-- START GIVEN DATA --

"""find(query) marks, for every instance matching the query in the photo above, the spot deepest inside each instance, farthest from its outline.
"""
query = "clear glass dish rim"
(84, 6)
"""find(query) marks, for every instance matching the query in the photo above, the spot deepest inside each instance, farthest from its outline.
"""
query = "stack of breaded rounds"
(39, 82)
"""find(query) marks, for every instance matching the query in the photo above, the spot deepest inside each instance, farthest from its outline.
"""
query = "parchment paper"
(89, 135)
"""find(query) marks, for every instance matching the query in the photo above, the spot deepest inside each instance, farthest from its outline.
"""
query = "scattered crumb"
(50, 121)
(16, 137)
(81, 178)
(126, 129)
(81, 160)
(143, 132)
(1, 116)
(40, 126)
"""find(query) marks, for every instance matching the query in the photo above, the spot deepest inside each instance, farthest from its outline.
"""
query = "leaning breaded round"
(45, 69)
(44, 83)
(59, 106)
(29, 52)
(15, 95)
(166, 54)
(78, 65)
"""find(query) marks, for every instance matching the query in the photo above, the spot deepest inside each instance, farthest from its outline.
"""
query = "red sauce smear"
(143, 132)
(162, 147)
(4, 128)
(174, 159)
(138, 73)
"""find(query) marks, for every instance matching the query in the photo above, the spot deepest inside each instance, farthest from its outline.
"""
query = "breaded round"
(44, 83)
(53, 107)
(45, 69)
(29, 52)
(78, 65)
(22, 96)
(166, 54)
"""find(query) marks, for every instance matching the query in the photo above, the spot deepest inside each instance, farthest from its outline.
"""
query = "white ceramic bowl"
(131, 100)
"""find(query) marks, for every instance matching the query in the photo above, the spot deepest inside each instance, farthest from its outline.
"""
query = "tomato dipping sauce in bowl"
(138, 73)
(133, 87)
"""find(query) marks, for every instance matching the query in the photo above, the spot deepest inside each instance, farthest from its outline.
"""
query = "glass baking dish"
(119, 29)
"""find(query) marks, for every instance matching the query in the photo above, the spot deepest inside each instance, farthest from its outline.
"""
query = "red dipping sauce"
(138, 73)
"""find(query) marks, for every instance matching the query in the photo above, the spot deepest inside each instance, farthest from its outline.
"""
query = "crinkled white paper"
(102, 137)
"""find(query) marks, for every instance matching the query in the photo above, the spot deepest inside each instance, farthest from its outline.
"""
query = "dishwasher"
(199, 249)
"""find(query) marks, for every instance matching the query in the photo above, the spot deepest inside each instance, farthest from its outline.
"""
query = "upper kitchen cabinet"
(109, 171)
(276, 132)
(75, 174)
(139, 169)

-- END GIVEN DATA --

• GOAL:
Take the lines above and print them exactly.

• TASK RESPONSE:
"""find(query) marks, for every instance matching the query in the photo above, the spot deepest inside each instance, farthest from its outline.
"""
query = "clear glass dish rim"
(84, 6)
"""find(query) marks, for every instance matching the query in the photo above, the spot deepest inside each instance, farthest from its outline.
"""
query = "stack of breaded rounds"
(39, 82)
"""find(query) marks, for every instance matching the query in the photo above, the spot deepest inside each instance, farthest from its outline.
"""
query = "parchment paper"
(89, 135)
"""find(query) marks, for every instance matching the query in the photo above, the spot deepest inside each instance, farthest from its outline.
"""
query = "scattered crumb"
(50, 121)
(16, 137)
(81, 178)
(126, 129)
(81, 160)
(143, 132)
(1, 116)
(40, 126)
"""find(query) marks, for every instance matching the query in the photo above, the spot deepest inside each instance, farthest from its outline.
"""
query = "leaning breaded round"
(45, 69)
(44, 83)
(59, 106)
(29, 52)
(15, 95)
(166, 54)
(78, 65)
"""find(query) marks, for every instance matching the query in the photo above, the spot deepest inside each instance, farthest from its outline.
"""
query = "red sauce smear"
(143, 132)
(162, 147)
(4, 128)
(174, 159)
(138, 73)
"""find(query) marks, for every instance matching the query in the photo above, the spot deepest inside each instance, farthest from its outline.
"""
query = "breaded round"
(44, 83)
(53, 107)
(45, 69)
(29, 52)
(78, 65)
(22, 96)
(166, 54)
"""find(query) marks, for every instance matching the query in the photo above, the spot deepest inside each instance, farthest from its outline.
"""
query = "white ceramic bowl"
(131, 100)
"""find(query) marks, for every instance matching the query in the photo above, the spot deepest inside each instance, farthest from its outline.
"""
query = "tomato dipping sauce in bowl"
(138, 73)
(133, 87)
"""find(query) marks, for every instance matching the query in the photo above, the spot deepest inside each instance, farthest from its outline.
"""
query = "glass baking dish"
(119, 29)
"""find(query) marks, for every instance matching the query in the photo above, the spot deepest inside each instance, farthest from its outline.
"""
query = "red dipping sauce"
(138, 73)
"""find(query) marks, for every instance matching the query in the photo above, the spot deepest inside each instance, farthest from its outline.
"""
query = "crinkled white paper"
(102, 137)
"""find(query) marks, for every instance matching the query in the photo above, the spot deepest inside each instance, farthest from its outline.
"""
query = "dishwasher"
(199, 249)
"""find(query) marks, for every instance matching the query in the photo above, the spot deepest inside each instance, farthest from its outline.
"""
query = "upper kitchen cabinet"
(109, 171)
(276, 132)
(75, 174)
(139, 169)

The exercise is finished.